Work instructions: Please copy the data below word for word, every line of it, and leave the pictures out of your copy.

Material provided:
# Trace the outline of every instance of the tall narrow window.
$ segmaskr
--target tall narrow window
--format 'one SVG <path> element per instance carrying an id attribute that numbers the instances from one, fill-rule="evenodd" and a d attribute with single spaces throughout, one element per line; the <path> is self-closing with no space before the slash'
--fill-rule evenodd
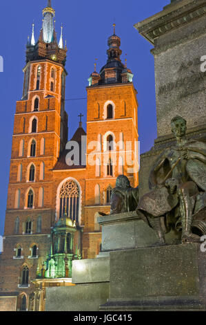
<path id="1" fill-rule="evenodd" d="M 15 224 L 14 224 L 14 234 L 18 234 L 19 232 L 19 218 L 17 216 L 17 218 L 15 220 Z"/>
<path id="2" fill-rule="evenodd" d="M 29 283 L 29 268 L 25 266 L 22 269 L 21 284 L 23 286 L 27 286 Z"/>
<path id="3" fill-rule="evenodd" d="M 32 248 L 32 257 L 37 257 L 37 245 L 34 245 Z"/>
<path id="4" fill-rule="evenodd" d="M 42 138 L 41 140 L 40 154 L 44 155 L 45 154 L 45 138 Z"/>
<path id="5" fill-rule="evenodd" d="M 98 134 L 97 137 L 97 151 L 101 151 L 101 135 Z"/>
<path id="6" fill-rule="evenodd" d="M 123 157 L 120 156 L 119 159 L 119 174 L 124 174 L 124 162 Z"/>
<path id="7" fill-rule="evenodd" d="M 110 203 L 112 192 L 112 188 L 110 185 L 107 189 L 107 203 Z"/>
<path id="8" fill-rule="evenodd" d="M 23 151 L 24 151 L 24 140 L 22 139 L 21 140 L 20 145 L 19 145 L 19 157 L 23 157 Z"/>
<path id="9" fill-rule="evenodd" d="M 32 221 L 30 218 L 28 218 L 25 223 L 25 234 L 31 234 L 32 232 Z"/>
<path id="10" fill-rule="evenodd" d="M 95 176 L 96 177 L 100 177 L 101 176 L 101 161 L 99 158 L 96 159 Z"/>
<path id="11" fill-rule="evenodd" d="M 54 70 L 53 68 L 51 71 L 51 77 L 53 79 L 54 77 Z"/>
<path id="12" fill-rule="evenodd" d="M 14 209 L 19 209 L 20 206 L 20 189 L 17 189 L 15 194 Z"/>
<path id="13" fill-rule="evenodd" d="M 113 107 L 111 104 L 109 104 L 107 107 L 107 118 L 113 118 Z"/>
<path id="14" fill-rule="evenodd" d="M 37 98 L 34 100 L 34 111 L 39 111 L 39 98 Z"/>
<path id="15" fill-rule="evenodd" d="M 36 118 L 34 118 L 32 120 L 32 132 L 35 133 L 37 132 L 37 121 Z"/>
<path id="16" fill-rule="evenodd" d="M 21 247 L 19 245 L 18 245 L 18 246 L 17 247 L 17 250 L 16 250 L 16 257 L 17 257 L 18 259 L 20 259 L 21 256 Z"/>
<path id="17" fill-rule="evenodd" d="M 41 66 L 39 66 L 37 68 L 37 85 L 36 90 L 39 91 L 40 85 L 40 77 L 41 77 Z"/>
<path id="18" fill-rule="evenodd" d="M 25 133 L 25 119 L 23 118 L 21 120 L 21 132 L 23 133 Z"/>
<path id="19" fill-rule="evenodd" d="M 39 79 L 37 79 L 36 90 L 39 91 Z"/>
<path id="20" fill-rule="evenodd" d="M 30 157 L 35 157 L 36 156 L 36 142 L 32 140 L 30 147 Z"/>
<path id="21" fill-rule="evenodd" d="M 124 135 L 123 132 L 119 134 L 119 149 L 123 150 L 124 149 Z"/>
<path id="22" fill-rule="evenodd" d="M 61 187 L 59 194 L 61 218 L 65 211 L 72 221 L 79 222 L 79 189 L 72 180 L 67 180 Z"/>
<path id="23" fill-rule="evenodd" d="M 32 189 L 30 190 L 28 194 L 28 205 L 27 207 L 30 209 L 33 207 L 33 201 L 34 201 L 34 194 Z"/>
<path id="24" fill-rule="evenodd" d="M 114 150 L 114 141 L 113 137 L 110 134 L 107 138 L 107 151 L 111 151 Z"/>
<path id="25" fill-rule="evenodd" d="M 22 295 L 21 297 L 20 310 L 26 311 L 26 297 L 25 295 Z"/>
<path id="26" fill-rule="evenodd" d="M 72 252 L 72 236 L 70 232 L 67 234 L 67 249 L 68 249 L 68 253 Z"/>
<path id="27" fill-rule="evenodd" d="M 50 91 L 54 91 L 54 82 L 51 82 Z"/>
<path id="28" fill-rule="evenodd" d="M 37 78 L 39 78 L 41 76 L 41 66 L 39 66 L 37 68 Z"/>
<path id="29" fill-rule="evenodd" d="M 41 232 L 41 216 L 38 216 L 37 222 L 37 232 L 40 234 Z"/>
<path id="30" fill-rule="evenodd" d="M 40 187 L 39 192 L 39 207 L 42 207 L 43 206 L 43 194 L 44 189 L 43 187 Z"/>
<path id="31" fill-rule="evenodd" d="M 100 186 L 96 184 L 94 187 L 94 203 L 100 204 Z"/>
<path id="32" fill-rule="evenodd" d="M 22 164 L 18 166 L 17 182 L 21 182 L 22 179 Z"/>
<path id="33" fill-rule="evenodd" d="M 113 176 L 113 166 L 111 159 L 109 160 L 107 163 L 107 176 Z"/>
<path id="34" fill-rule="evenodd" d="M 29 181 L 34 182 L 34 176 L 35 176 L 35 167 L 34 165 L 32 165 L 30 168 L 30 176 L 29 176 Z"/>
<path id="35" fill-rule="evenodd" d="M 40 175 L 39 175 L 39 179 L 41 180 L 44 180 L 44 162 L 41 162 L 40 164 Z"/>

Final result:
# Trace the outline of every instance of the tall narrow window.
$ segmaskr
--target tall narrow window
--format 'one SVG <path> element per instance carrying an id attribute that numbers the instances from one, fill-rule="evenodd" and a d attribute with single spaces throughout, one element per line; the <path> is self-closing with no space before the slash'
--fill-rule evenodd
<path id="1" fill-rule="evenodd" d="M 15 224 L 14 224 L 14 234 L 18 234 L 19 232 L 19 218 L 17 216 L 17 218 L 15 220 Z"/>
<path id="2" fill-rule="evenodd" d="M 29 283 L 29 268 L 25 266 L 22 269 L 21 284 L 23 286 L 27 286 Z"/>
<path id="3" fill-rule="evenodd" d="M 32 248 L 32 257 L 37 257 L 37 245 L 34 245 Z"/>
<path id="4" fill-rule="evenodd" d="M 42 138 L 41 140 L 40 154 L 44 155 L 45 154 L 45 138 Z"/>
<path id="5" fill-rule="evenodd" d="M 98 134 L 97 137 L 97 151 L 101 151 L 101 135 Z"/>
<path id="6" fill-rule="evenodd" d="M 123 157 L 120 156 L 119 159 L 119 174 L 124 174 L 124 162 Z"/>
<path id="7" fill-rule="evenodd" d="M 110 203 L 112 192 L 112 188 L 110 185 L 107 189 L 107 203 Z"/>
<path id="8" fill-rule="evenodd" d="M 23 151 L 24 151 L 24 140 L 22 139 L 21 140 L 20 145 L 19 145 L 19 157 L 23 157 Z"/>
<path id="9" fill-rule="evenodd" d="M 32 221 L 30 218 L 28 218 L 25 223 L 25 234 L 31 234 L 32 232 Z"/>
<path id="10" fill-rule="evenodd" d="M 95 176 L 96 177 L 100 177 L 101 176 L 101 161 L 99 158 L 96 159 Z"/>
<path id="11" fill-rule="evenodd" d="M 54 70 L 53 68 L 51 71 L 51 77 L 53 79 L 54 77 Z"/>
<path id="12" fill-rule="evenodd" d="M 14 209 L 19 209 L 20 206 L 20 189 L 17 189 L 15 194 Z"/>
<path id="13" fill-rule="evenodd" d="M 113 107 L 111 104 L 109 104 L 107 107 L 107 118 L 113 118 Z"/>
<path id="14" fill-rule="evenodd" d="M 37 98 L 34 100 L 34 111 L 39 111 L 39 98 Z"/>
<path id="15" fill-rule="evenodd" d="M 36 118 L 34 118 L 32 120 L 32 132 L 35 133 L 37 132 L 37 121 Z"/>
<path id="16" fill-rule="evenodd" d="M 21 247 L 19 245 L 18 245 L 18 246 L 17 247 L 17 250 L 16 250 L 16 257 L 17 257 L 18 259 L 20 259 L 21 256 Z"/>
<path id="17" fill-rule="evenodd" d="M 41 66 L 39 66 L 37 68 L 37 85 L 36 90 L 39 91 L 40 85 L 40 77 L 41 77 Z"/>
<path id="18" fill-rule="evenodd" d="M 25 133 L 25 119 L 23 118 L 21 120 L 21 132 L 23 133 Z"/>
<path id="19" fill-rule="evenodd" d="M 39 79 L 37 79 L 36 90 L 39 91 Z"/>
<path id="20" fill-rule="evenodd" d="M 30 157 L 35 157 L 36 156 L 36 142 L 32 140 L 30 147 Z"/>
<path id="21" fill-rule="evenodd" d="M 124 135 L 123 132 L 119 134 L 119 149 L 123 150 L 124 149 Z"/>
<path id="22" fill-rule="evenodd" d="M 61 187 L 59 194 L 61 218 L 65 211 L 72 221 L 79 222 L 79 189 L 72 180 L 67 180 Z"/>
<path id="23" fill-rule="evenodd" d="M 32 189 L 30 190 L 28 194 L 28 205 L 27 207 L 30 209 L 33 207 L 33 201 L 34 201 L 34 194 Z"/>
<path id="24" fill-rule="evenodd" d="M 114 150 L 114 141 L 113 137 L 110 134 L 107 138 L 107 151 L 111 151 Z"/>
<path id="25" fill-rule="evenodd" d="M 22 295 L 21 297 L 20 310 L 26 311 L 26 297 L 25 295 Z"/>
<path id="26" fill-rule="evenodd" d="M 72 252 L 72 236 L 70 232 L 67 234 L 67 249 L 68 249 L 68 253 Z"/>
<path id="27" fill-rule="evenodd" d="M 50 91 L 54 91 L 54 82 L 51 82 Z"/>
<path id="28" fill-rule="evenodd" d="M 37 78 L 39 78 L 41 76 L 41 66 L 39 66 L 37 68 Z"/>
<path id="29" fill-rule="evenodd" d="M 41 232 L 41 216 L 38 216 L 37 222 L 37 232 L 40 234 Z"/>
<path id="30" fill-rule="evenodd" d="M 40 187 L 39 192 L 39 207 L 42 207 L 43 206 L 43 194 L 44 189 L 43 187 Z"/>
<path id="31" fill-rule="evenodd" d="M 100 186 L 96 184 L 94 187 L 94 203 L 100 204 Z"/>
<path id="32" fill-rule="evenodd" d="M 22 164 L 18 166 L 17 182 L 21 182 L 22 179 Z"/>
<path id="33" fill-rule="evenodd" d="M 113 176 L 113 166 L 111 159 L 109 160 L 107 163 L 107 176 Z"/>
<path id="34" fill-rule="evenodd" d="M 29 181 L 34 182 L 34 176 L 35 176 L 35 167 L 34 165 L 32 165 L 30 168 L 30 176 L 29 176 Z"/>
<path id="35" fill-rule="evenodd" d="M 40 175 L 39 175 L 39 179 L 41 180 L 44 180 L 44 162 L 41 162 L 40 164 Z"/>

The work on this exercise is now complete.